REQUIREMENT:
Quote every line of the data below as it stands, omitting pictures.

DATASET RECORDS:
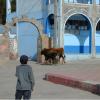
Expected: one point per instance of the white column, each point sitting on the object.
(55, 37)
(60, 32)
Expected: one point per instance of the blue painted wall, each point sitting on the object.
(77, 43)
(27, 40)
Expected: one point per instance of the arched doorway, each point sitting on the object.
(27, 39)
(77, 36)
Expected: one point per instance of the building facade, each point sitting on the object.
(72, 24)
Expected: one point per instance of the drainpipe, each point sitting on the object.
(93, 49)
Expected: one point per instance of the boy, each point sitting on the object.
(25, 79)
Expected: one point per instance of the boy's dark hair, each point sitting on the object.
(23, 59)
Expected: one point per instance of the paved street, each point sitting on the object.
(45, 89)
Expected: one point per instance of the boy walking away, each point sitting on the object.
(25, 80)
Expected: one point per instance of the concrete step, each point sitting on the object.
(90, 86)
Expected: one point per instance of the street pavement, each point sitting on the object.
(47, 90)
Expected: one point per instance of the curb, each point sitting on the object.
(72, 82)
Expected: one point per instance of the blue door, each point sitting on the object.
(27, 39)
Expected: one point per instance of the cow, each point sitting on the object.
(53, 54)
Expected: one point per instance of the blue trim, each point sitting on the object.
(77, 49)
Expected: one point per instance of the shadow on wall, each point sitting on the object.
(3, 45)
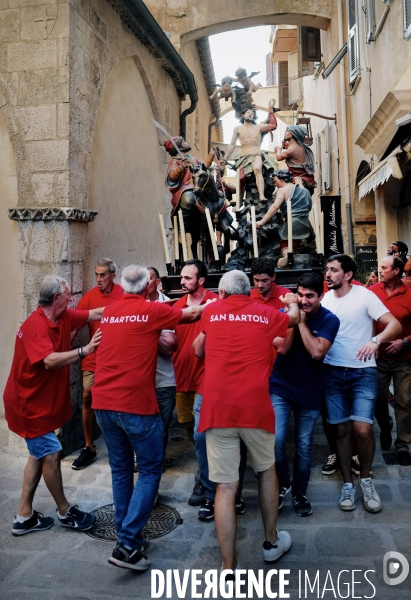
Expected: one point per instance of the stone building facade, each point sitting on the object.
(82, 165)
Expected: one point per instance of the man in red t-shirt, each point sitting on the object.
(127, 409)
(105, 292)
(37, 400)
(394, 360)
(236, 405)
(189, 369)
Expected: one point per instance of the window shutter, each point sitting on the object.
(353, 49)
(268, 70)
(283, 85)
(295, 84)
(407, 18)
(310, 44)
(370, 22)
(318, 171)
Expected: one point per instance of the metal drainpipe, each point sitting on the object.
(344, 136)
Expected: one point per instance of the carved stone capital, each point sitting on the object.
(52, 214)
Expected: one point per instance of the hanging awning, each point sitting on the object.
(387, 168)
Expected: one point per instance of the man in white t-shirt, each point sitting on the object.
(350, 377)
(165, 377)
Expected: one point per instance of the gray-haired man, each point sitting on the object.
(104, 293)
(239, 407)
(127, 409)
(37, 400)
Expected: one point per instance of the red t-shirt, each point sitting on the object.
(37, 401)
(95, 298)
(127, 356)
(188, 368)
(399, 305)
(239, 335)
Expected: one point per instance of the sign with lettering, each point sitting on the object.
(333, 242)
(367, 255)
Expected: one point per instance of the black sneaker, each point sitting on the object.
(283, 492)
(206, 512)
(87, 456)
(37, 522)
(198, 495)
(239, 505)
(301, 506)
(129, 559)
(355, 465)
(331, 466)
(77, 519)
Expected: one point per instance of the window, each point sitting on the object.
(407, 18)
(324, 160)
(353, 48)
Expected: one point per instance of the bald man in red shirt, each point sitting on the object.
(239, 407)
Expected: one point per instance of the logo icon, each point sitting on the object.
(395, 568)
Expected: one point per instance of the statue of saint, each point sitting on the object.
(298, 156)
(180, 176)
(252, 159)
(301, 205)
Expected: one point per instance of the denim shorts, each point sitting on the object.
(350, 394)
(43, 445)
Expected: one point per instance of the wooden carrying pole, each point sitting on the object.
(183, 236)
(163, 233)
(254, 232)
(176, 242)
(212, 234)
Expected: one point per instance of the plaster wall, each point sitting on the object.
(9, 253)
(126, 178)
(199, 120)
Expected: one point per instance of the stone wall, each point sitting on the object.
(56, 59)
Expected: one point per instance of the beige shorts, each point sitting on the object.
(223, 451)
(88, 379)
(184, 406)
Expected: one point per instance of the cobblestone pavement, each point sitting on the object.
(67, 565)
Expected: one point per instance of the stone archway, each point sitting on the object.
(9, 251)
(188, 21)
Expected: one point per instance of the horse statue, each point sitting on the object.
(211, 194)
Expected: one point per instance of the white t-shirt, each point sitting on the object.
(165, 376)
(356, 311)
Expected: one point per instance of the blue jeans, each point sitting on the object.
(201, 452)
(166, 398)
(303, 440)
(350, 394)
(126, 434)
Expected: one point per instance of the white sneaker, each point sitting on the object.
(347, 500)
(272, 552)
(229, 578)
(371, 499)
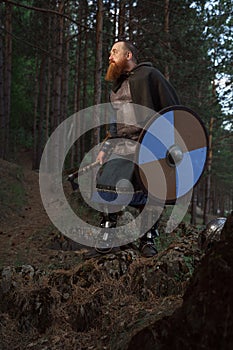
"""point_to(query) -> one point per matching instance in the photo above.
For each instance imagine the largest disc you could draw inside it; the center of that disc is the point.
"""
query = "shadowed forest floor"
(54, 298)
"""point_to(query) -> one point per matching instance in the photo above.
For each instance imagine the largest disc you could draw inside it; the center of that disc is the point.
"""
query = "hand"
(101, 157)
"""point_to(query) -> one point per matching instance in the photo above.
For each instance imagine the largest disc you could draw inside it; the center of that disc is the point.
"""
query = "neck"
(131, 65)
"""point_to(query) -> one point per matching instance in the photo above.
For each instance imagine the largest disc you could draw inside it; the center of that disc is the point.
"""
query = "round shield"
(172, 153)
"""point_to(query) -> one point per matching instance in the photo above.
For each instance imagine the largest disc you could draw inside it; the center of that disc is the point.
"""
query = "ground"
(52, 297)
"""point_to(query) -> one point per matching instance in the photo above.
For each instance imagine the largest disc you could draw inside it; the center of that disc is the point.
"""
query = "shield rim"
(143, 132)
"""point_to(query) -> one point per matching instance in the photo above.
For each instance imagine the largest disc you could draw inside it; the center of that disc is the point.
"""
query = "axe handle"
(83, 170)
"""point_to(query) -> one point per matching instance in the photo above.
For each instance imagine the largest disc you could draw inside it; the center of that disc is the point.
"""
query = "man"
(139, 84)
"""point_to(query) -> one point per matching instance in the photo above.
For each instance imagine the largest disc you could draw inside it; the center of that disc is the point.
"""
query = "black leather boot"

EXPECTED ANSWER:
Expected: one point per instance of the white column, each point sitting on the object.
(55, 37)
(60, 32)
Expected: one point per instance of the blue painted wall, each point sitting on the object.
(77, 43)
(27, 40)
Expected: one point per instance of the arched doorway, each point sitting on the object.
(27, 39)
(77, 36)
Expected: one point per instance of the building facade, each point sitting on the object.
(72, 24)
Expected: one point per instance of the drainpipe, each point sitting on the object.
(93, 49)
Expected: one point per instance of the boy, each point sitting on the object.
(25, 79)
Expected: one point per instance of the boy's dark hair, each point sitting on the object.
(23, 59)
Expected: one point per instance of the paved street, each point sitting on the object.
(45, 89)
Expected: one point per instance of the boy walking away, each point sitting on the object.
(25, 80)
Expected: one point per instance of the concrete step, each point sitting on the object.
(90, 86)
Expected: one point per instance of the street pavement, each point sitting on the object.
(47, 90)
Expected: one point per instance of the curb, each point sitting on the object.
(72, 82)
Expected: one point per instance of the blue door, each point sitting on the object.
(27, 39)
Expected: one point per instance of the cow, each point sitting on the object.
(53, 54)
Expected: one point per instance of the blue trim, each point sitting on the object.
(77, 49)
Expected: one point per instance of the shadow on wall, each point sitting on the object.
(3, 45)
Expected: one point per instance of the stone building facade, each point sitting on the object.
(82, 165)
Expected: one point per instance of the man in red t-shirt, each point sitting on the object.
(127, 409)
(105, 292)
(37, 400)
(394, 360)
(236, 405)
(189, 369)
Expected: one point per instance of the window shutter, each point sitting on the object.
(353, 49)
(268, 70)
(283, 85)
(295, 84)
(407, 18)
(310, 44)
(370, 22)
(318, 171)
Expected: one point per instance of the metal drainpipe, each point sitting on the object.
(344, 136)
Expected: one point per instance of the carved stone capital, each point sitting on the object.
(52, 214)
Expected: one point per instance of the hanging awning, each point sitting on the object.
(387, 168)
Expected: one point per instance of the man in white t-shirt, each point sitting on the object.
(350, 377)
(165, 377)
Expected: one point per instance of the gray-haired man, each point sitting on the object.
(104, 293)
(239, 407)
(127, 409)
(37, 400)
Expected: one point per instance of the red t-shirt, each point sitting on the object.
(37, 401)
(95, 298)
(127, 356)
(188, 368)
(399, 305)
(239, 335)
Expected: one point per instance of the sign with lettering, each point sitting on the object.
(333, 242)
(367, 255)
Expected: one point per instance of the black sneaker, each point sitting on the object.
(283, 492)
(206, 512)
(87, 456)
(37, 522)
(198, 495)
(239, 505)
(301, 506)
(129, 559)
(355, 465)
(331, 466)
(77, 519)
Expected: one point per instance of the window, each point sitting on the object.
(407, 18)
(324, 160)
(353, 48)
Expected: one point per instance of the bald man in red shirt, each point sitting on the object.
(239, 407)
Expected: one point per instance of the logo icon, each point sitting on the object.
(395, 568)
Expected: one point per instance of the statue of saint, each point sitting on the object.
(298, 156)
(180, 176)
(252, 159)
(301, 205)
Expected: one point per instance of the denim shorts, each point sitting on the object.
(350, 394)
(43, 445)
Expected: one point per instance of the wooden carrying pole, each point sitting on the object.
(183, 236)
(163, 233)
(254, 232)
(176, 242)
(212, 234)
Expected: one point per instance of the plaster wall, each point sitting on the object.
(9, 253)
(126, 178)
(199, 120)
Expected: one point per instance of the stone wall, each point sitting on the object.
(56, 59)
Expected: one point per instance of the beige shorts, each point sitting on the object.
(223, 451)
(88, 379)
(184, 406)
Expected: one point per instance of the cobblestone pavement, each point sitting on the object.
(67, 565)
Expected: one point per instance of the stone archway, each point sitting on the object.
(9, 251)
(188, 21)
Expected: one point per instance of the horse statue, each point sitting on the object.
(211, 194)
Expected: one point per instance of the white t-shirt, each point sitting on the object.
(165, 376)
(356, 311)
Expected: one point per instance of the blue jeans, each point sitting on the object.
(201, 452)
(166, 398)
(303, 440)
(350, 394)
(126, 434)
Expected: one point per instance of the white sneaker, each point sitting on the object.
(347, 500)
(272, 552)
(229, 578)
(371, 499)
"""point_to(query) -> one point per matching instance in the photo above.
For each instance imagine the largest disc you could draw inside it; the center of that disc is the point.
"""
query = "shadowed forest floor"
(54, 298)
"""point_to(query) -> one point per matching instance in the photo above.
For each instance imagine the largest disc you could draw inside it; the center of that disc is the point.
"""
query = "hand"
(101, 157)
"""point_to(query) -> one point per matching instance in the photo above.
For each instance imagine the largest disc you could draw inside it; the center of that disc is the point.
"""
query = "neck"
(131, 65)
"""point_to(query) -> one point per matching instance in the photo above.
For each instance imagine the largest disc you could draw inside it; the center of that disc is the point.
"""
query = "round shield"
(172, 153)
"""point_to(query) -> one point per matching instance in the photo above.
For each instance imagine the largest disc you could draw inside it; the center of that disc is the point.
"""
query = "ground"
(52, 297)
"""point_to(query) -> one point per matching instance in the photo above.
For each instance imagine the largest disc you could draw inside it; the center of that disc is the point.
"""
query = "shield rim"
(143, 132)
"""point_to(query) -> one point per matching instance in the photo above.
For each instance imagine the largest disc you could draw inside it; the center of that disc is the point.
"""
query = "axe handle"
(83, 170)
"""point_to(query) -> one point per matching instance in the photo above.
For each instance imagine the largest disc you could draw inside it; the center of that disc is the point.
"""
query = "man"
(139, 84)
"""point_to(query) -> one point per matching instance in the photo above.
For each instance imagine the largest disc you could draw inside it; the center of that disc is the point.
"""
query = "black leather boot"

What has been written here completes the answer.